→ **PAGE EXCERPT**
>> Start

5.4. Violin Plot Example

How about leveraging a “violin” plot? A violin plot’s width swells in areas with more observations and contracts with sparser data so it is like looking at a probability distribution.


ggplot(data = concrete_independent) +      # EDIT Changing dataframe
  
  theme_bw( ) +                            # changing the plotting theme
  
  theme(axis.text.x = element_blank()) +   # adding an extra trait to the x-axis
                                           # to not print labels on the x-axis 
                                           # (the labels overlap and doesn't look
                                           # pretty...)
  
  aes(y      = Value,                     # map y-axis value
      x      = Parameter,                 # map x-axis value
      color  = Parameter) +               # map colors for different quality
  
  ggtitle(label    = "Yeh Superplasticizer Tests",
          subtitle = "Concrete Test Components") + # Custom Title
  
  ylab(expression('Amount (kg m'^-3*")")) + #  Changing Custom Axis Label

  geom_violin(scale="width") # EDIT: change to a violin plot 

                             #   the width argument 
                             # gives every plot the same width
  

and…


ggplot(data = concrete_dependent) +      # EDIT Changing dataframe
  
  theme_bw( ) +                            # changing the plotting theme
  
  theme(axis.text.x = element_blank()) +   # adding an extra trait to the x-axis
                                           # to not print labels on the x-axis 
                                           # (the labels overlap and doesn't look
                                           # pretty...)
  
  aes(y      = Value,                     # map y-axis value
      x      = Parameter,                 # map x-axis value
      color  = Parameter) +               # map colors for different quality
  
  ggtitle(label    = "Yeh Superplasticizer Tests",
          subtitle = "Concrete Test Results") + # Custom Title
  
  ylab("Values") +

  # NEW: It says scale color but "color" is how we are distinguishing
  #      out boxplots (as seen in the mapping/aes command)

>> End

Dataset excerpt
>> Start

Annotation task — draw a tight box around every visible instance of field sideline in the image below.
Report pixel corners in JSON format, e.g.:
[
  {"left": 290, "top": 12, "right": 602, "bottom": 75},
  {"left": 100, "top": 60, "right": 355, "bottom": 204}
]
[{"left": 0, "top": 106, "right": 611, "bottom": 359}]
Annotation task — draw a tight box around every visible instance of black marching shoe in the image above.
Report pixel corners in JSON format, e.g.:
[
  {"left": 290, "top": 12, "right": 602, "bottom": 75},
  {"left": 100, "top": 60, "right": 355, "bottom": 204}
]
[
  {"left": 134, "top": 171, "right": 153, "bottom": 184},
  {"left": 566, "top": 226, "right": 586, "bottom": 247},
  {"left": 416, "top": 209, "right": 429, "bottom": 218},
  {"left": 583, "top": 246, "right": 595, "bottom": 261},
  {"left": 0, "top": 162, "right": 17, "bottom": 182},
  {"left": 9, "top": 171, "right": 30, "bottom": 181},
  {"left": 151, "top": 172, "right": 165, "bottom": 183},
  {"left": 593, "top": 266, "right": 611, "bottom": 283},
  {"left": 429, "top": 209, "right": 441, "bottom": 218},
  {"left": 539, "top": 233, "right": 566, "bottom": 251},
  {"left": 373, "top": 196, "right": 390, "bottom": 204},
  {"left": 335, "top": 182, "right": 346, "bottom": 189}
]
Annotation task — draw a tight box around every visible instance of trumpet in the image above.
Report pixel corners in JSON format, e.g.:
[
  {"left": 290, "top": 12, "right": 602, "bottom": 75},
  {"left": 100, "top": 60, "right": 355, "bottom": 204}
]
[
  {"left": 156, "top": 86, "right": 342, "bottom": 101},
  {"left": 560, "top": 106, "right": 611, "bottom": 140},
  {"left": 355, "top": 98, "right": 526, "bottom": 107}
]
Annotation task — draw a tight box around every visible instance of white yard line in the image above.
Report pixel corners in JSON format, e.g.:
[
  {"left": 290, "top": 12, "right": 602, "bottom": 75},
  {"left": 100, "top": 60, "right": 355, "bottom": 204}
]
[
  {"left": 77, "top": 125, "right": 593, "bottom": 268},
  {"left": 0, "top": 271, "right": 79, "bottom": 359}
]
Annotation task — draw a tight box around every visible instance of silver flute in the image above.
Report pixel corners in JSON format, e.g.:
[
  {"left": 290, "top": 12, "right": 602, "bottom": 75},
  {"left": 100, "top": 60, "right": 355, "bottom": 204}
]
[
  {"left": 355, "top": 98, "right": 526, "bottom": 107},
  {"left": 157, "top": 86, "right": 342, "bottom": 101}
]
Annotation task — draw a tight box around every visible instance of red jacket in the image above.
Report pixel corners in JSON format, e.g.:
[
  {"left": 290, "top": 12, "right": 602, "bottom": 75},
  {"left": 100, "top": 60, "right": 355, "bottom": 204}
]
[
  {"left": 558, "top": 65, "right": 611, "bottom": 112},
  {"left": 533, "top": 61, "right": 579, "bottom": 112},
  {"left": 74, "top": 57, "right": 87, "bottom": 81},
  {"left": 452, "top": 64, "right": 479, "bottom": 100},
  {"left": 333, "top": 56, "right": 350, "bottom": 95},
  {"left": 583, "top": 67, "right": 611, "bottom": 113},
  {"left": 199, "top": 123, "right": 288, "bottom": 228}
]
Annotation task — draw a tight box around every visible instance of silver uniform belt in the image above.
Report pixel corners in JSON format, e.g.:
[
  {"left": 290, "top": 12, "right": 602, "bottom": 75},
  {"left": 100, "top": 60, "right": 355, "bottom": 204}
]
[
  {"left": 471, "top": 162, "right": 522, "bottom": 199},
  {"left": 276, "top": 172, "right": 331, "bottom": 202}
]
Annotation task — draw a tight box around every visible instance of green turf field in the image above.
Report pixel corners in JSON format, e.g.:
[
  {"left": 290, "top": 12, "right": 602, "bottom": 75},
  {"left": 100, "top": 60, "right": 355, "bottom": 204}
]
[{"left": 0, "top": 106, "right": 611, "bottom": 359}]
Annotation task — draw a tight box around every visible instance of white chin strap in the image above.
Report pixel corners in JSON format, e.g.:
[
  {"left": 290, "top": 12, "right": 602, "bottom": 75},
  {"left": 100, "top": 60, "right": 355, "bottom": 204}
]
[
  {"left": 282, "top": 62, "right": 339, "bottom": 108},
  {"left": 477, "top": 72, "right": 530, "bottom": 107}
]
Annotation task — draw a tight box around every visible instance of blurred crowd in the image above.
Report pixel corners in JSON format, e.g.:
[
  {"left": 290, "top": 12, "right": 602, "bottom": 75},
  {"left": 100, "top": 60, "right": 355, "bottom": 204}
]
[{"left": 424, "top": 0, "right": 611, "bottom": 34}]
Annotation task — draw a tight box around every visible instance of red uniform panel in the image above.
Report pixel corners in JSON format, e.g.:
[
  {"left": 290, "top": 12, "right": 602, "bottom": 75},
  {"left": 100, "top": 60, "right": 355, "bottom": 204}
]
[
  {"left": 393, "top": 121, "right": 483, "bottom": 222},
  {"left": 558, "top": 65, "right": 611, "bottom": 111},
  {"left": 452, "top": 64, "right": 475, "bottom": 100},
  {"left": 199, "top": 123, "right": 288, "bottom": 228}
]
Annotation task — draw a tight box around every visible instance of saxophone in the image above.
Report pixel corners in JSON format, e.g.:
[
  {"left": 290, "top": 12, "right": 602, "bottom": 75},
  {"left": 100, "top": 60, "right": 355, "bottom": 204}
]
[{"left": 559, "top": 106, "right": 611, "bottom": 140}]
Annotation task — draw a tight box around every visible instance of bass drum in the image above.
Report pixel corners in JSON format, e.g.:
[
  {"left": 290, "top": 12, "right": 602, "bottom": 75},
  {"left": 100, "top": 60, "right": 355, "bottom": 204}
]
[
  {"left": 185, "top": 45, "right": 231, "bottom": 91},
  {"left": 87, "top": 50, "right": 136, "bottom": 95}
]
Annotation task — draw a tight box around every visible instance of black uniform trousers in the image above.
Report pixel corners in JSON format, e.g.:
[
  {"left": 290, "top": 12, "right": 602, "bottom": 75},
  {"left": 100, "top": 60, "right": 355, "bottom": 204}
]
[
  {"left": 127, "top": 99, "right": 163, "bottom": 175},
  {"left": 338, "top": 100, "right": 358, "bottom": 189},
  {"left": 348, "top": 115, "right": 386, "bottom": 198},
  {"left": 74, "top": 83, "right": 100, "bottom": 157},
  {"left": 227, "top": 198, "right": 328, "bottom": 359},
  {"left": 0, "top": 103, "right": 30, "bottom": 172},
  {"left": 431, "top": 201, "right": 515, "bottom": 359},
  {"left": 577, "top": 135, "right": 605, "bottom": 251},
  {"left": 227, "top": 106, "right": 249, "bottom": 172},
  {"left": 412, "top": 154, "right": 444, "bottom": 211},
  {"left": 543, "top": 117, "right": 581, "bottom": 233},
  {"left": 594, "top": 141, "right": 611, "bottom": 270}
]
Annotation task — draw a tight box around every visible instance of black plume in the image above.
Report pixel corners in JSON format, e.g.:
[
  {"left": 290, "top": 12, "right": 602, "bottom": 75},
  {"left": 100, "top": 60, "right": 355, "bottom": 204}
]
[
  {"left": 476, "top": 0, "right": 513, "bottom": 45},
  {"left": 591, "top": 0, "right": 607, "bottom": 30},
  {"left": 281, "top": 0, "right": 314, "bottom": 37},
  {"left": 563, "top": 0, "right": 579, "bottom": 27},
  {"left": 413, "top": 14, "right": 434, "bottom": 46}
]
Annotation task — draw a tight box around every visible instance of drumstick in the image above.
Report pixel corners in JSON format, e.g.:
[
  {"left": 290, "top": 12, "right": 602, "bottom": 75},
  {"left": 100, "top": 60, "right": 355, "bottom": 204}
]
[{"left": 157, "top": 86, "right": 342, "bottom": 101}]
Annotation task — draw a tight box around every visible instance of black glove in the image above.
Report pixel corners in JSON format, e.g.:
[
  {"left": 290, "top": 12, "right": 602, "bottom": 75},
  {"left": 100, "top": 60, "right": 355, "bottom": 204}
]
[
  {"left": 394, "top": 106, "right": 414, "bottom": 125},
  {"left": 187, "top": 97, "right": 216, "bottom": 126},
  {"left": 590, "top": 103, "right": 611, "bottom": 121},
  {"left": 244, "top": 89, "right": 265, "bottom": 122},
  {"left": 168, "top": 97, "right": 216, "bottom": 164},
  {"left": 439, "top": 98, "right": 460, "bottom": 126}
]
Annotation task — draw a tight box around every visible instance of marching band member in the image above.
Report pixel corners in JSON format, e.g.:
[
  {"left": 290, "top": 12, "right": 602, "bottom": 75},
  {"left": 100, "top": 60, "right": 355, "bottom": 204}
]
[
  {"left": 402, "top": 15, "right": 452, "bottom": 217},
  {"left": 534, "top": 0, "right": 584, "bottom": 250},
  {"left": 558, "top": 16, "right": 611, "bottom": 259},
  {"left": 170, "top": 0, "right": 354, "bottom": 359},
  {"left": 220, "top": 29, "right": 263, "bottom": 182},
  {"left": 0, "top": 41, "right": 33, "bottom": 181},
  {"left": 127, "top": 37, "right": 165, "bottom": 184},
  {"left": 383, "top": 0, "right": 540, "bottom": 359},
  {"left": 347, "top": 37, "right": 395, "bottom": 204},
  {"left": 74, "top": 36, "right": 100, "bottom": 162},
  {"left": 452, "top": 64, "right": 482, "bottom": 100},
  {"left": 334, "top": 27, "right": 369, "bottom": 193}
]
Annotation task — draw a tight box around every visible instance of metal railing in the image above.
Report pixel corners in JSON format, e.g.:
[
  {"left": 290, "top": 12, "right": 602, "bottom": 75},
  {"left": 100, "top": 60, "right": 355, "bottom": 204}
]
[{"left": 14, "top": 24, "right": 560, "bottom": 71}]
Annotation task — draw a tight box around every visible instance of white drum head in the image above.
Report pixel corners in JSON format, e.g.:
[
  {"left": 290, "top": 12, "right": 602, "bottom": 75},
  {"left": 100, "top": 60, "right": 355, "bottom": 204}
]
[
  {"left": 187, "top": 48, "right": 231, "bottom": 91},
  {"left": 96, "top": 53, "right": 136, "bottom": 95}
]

>> End
>> Start

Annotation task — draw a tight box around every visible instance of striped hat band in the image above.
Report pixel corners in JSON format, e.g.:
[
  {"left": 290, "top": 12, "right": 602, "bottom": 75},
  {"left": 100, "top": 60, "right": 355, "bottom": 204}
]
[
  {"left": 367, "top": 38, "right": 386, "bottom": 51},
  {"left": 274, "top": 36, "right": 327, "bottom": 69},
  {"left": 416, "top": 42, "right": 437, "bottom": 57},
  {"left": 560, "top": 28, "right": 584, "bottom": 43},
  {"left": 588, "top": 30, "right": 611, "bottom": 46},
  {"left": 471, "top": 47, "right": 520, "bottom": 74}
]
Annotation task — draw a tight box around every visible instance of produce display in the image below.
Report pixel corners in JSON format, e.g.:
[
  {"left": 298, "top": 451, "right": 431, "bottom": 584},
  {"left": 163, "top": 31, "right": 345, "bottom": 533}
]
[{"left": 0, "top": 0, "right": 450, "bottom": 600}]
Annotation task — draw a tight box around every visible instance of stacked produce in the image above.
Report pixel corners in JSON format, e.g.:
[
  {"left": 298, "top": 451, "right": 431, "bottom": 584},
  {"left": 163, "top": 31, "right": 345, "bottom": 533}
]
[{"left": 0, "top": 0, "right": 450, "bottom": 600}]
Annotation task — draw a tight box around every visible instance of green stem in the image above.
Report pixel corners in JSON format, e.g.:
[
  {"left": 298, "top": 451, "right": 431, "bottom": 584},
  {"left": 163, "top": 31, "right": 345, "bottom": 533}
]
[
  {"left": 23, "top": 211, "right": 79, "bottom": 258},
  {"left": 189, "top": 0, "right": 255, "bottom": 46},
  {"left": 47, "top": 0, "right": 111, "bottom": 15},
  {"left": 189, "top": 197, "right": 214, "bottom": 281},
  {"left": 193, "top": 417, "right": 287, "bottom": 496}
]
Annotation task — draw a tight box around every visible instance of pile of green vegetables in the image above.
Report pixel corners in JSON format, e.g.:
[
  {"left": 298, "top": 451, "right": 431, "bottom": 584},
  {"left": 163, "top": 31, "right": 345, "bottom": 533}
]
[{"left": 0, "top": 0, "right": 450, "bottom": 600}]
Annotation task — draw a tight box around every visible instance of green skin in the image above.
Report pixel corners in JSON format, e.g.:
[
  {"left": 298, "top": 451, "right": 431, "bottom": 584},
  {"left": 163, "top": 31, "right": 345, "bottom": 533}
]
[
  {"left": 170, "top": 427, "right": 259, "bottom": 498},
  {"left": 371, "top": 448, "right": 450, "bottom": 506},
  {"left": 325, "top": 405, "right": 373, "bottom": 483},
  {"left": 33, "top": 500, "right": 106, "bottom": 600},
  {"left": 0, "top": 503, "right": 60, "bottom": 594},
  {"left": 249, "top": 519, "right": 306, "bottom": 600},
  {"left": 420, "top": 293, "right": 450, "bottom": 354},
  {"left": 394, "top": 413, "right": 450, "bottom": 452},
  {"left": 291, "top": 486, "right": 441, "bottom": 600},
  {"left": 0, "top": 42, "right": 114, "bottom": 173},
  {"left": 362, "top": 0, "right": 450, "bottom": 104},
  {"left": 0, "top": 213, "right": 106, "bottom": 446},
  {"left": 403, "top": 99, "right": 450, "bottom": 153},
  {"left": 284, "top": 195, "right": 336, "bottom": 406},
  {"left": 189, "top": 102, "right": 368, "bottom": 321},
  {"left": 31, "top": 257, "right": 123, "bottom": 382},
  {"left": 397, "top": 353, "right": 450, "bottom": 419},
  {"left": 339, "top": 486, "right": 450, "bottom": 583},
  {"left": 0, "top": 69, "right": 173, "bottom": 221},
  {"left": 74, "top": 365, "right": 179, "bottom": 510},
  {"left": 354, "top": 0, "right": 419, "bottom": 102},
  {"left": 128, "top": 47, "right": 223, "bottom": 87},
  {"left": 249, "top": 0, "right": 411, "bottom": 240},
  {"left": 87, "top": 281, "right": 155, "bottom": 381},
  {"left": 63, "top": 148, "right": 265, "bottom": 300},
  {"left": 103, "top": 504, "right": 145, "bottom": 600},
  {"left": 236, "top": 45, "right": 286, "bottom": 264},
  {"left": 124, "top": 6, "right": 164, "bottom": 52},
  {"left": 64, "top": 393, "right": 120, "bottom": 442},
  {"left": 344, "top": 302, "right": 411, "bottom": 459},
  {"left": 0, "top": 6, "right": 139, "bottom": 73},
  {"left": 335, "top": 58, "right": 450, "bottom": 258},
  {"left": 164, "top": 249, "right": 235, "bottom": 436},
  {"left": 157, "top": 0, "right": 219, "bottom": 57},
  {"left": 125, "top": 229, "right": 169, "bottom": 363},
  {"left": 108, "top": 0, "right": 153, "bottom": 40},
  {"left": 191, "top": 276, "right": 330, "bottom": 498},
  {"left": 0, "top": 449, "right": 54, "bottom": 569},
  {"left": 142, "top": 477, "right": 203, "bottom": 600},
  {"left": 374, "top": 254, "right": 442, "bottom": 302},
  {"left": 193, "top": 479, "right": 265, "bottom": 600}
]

>> End
>> Start

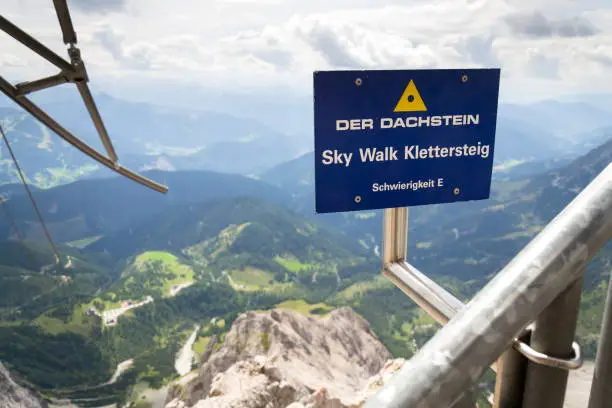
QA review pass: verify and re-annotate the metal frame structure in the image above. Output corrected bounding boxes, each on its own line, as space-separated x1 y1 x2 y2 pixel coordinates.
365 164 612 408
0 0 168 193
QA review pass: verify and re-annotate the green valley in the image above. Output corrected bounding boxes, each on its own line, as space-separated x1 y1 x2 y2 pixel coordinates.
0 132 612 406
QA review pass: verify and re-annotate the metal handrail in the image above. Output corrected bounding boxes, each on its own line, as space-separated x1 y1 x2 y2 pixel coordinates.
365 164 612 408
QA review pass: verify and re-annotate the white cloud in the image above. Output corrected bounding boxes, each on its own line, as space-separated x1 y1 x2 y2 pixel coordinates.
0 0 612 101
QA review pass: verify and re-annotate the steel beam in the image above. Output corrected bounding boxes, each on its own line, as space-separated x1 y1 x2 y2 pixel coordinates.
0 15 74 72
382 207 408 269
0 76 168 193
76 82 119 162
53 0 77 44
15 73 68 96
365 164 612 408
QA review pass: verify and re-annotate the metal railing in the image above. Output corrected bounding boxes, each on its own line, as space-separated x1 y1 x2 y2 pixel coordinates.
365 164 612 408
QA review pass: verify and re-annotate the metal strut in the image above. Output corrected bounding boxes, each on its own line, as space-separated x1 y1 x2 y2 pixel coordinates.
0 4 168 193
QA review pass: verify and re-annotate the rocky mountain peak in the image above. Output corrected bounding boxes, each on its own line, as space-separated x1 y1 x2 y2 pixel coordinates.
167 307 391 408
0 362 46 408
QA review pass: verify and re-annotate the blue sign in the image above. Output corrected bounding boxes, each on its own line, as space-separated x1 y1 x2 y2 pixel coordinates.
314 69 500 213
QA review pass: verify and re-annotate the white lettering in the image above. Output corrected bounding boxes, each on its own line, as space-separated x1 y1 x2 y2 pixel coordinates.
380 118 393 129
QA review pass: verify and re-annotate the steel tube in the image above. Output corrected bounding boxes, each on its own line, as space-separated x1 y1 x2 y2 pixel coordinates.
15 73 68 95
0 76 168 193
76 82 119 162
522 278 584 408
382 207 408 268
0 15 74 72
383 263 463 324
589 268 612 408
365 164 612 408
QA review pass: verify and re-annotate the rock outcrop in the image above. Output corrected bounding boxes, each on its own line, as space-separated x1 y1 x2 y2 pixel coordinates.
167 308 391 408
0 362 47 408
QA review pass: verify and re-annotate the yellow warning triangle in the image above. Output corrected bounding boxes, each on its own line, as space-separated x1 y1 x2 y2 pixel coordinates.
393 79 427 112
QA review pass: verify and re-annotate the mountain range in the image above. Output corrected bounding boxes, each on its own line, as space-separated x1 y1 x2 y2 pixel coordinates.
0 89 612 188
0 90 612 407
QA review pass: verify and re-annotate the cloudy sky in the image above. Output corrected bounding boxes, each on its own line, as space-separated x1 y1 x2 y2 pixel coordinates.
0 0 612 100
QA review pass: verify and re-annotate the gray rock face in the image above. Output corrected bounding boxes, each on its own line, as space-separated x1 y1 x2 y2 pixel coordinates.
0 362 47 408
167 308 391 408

>> End

→ **TO-DO LIST**
(A) Rewrite the violin plot excerpt from "How about leveraging" up to and including "a probability distribution.", changing "swells" to "grows".
(B) Extend the violin plot excerpt, picking up right after its last line.
The rows stand on their own and aren't part of the violin plot excerpt.

→ **TASK-BY-TASK RESULTS**
(A)
How about leveraging a “violin” plot? A violin plot’s width grows in areas with more observations and contracts with sparser data so it is like looking at a probability distribution.

(B)
  #      we can then use the same plot order above to rewrite the labels
  #      (likewise we could change the plot order and of coruse the colors.)
  scale_color_discrete(labels = c("Slump (cm)",
                                  "Flow (cm)", 
                                  "28dy-Compresional Stress (mPa)")) + 
  

  geom_violin(scale="width") # EDIT: change to a violin plot 

                             #   the width argument 
                             # gives every plot the same width  

This is basically the above “density” plot but “looking down” as with a box plot. Also here we are trimming the plot so that when we leave the range of any of the data points, the “violins” are truncated.

5.5. Stacked Column or Bar Plot Example

We also can do bar plots or stacked column plots. The one produced here shows the combined components by test unit.


ggplot(data = concrete_independent) +      # EDIT Changing dataframe
  
  theme_bw( ) +                            # changing the plotting theme

  
  aes(x     = Test_Number,
      y     = Value,
      fill  = Parameter) +               # map colors for different quality
  
  ggtitle(label    = "Yeh Superplasticizer Tests",
          subtitle = "Concrete Test Components") + # Custom Title
  
  ylab(expression('Amount (kg m'^-3*")")) + #  Changing Custom Axis Label

  geom_col(position = "stack",  # new, create a stacekd column graph 
           width    = 1.0    )  # with no space between columns

6. Correlation of Variables

6.1. Correlating and then Fitting Cement to Compressive Strength

Let’s start by doing a “simple”” plot . In this case since I already know the answer because the spreadsheet also has a table of how well our independent variables correlate against the dependent variables (e.g., Slump, Flow, or in our case Strength). The Cement correlates the best against Compressive Strength (OK, truth be told, it correlates the least badly).

We can actually do this with a correlate function, boot::cor()

To grab a value in the table “concrete” we call the data frame (concrete) and the variable name (Cement or Water vs Compressive_Strength_28dy), separating the frame and variable names by a $ sign.


print("Cement vs Compressive Strength Correlation, r")
[1] "Cement vs Compressive Strength Correlation, r"
cor(x = concrete$Cement,                    # the x-value 
    y = concrete$Compressive_Strength_28dy, # the y-value
    method = "pearson"                      # method of correlation
    )
[1] 0.45

or if you like to do everything at once…


# calculate all correlation values against each other

correlation_matrix = cor(x      = concrete, # using our dataframe to correlate evything
                         method = "pearson" )

tbl_df(correlation_matrix)
Warning: `tbl_df()` was deprecated in dplyr 1.0.0.
Please use `tibble::as_tibble()` instead.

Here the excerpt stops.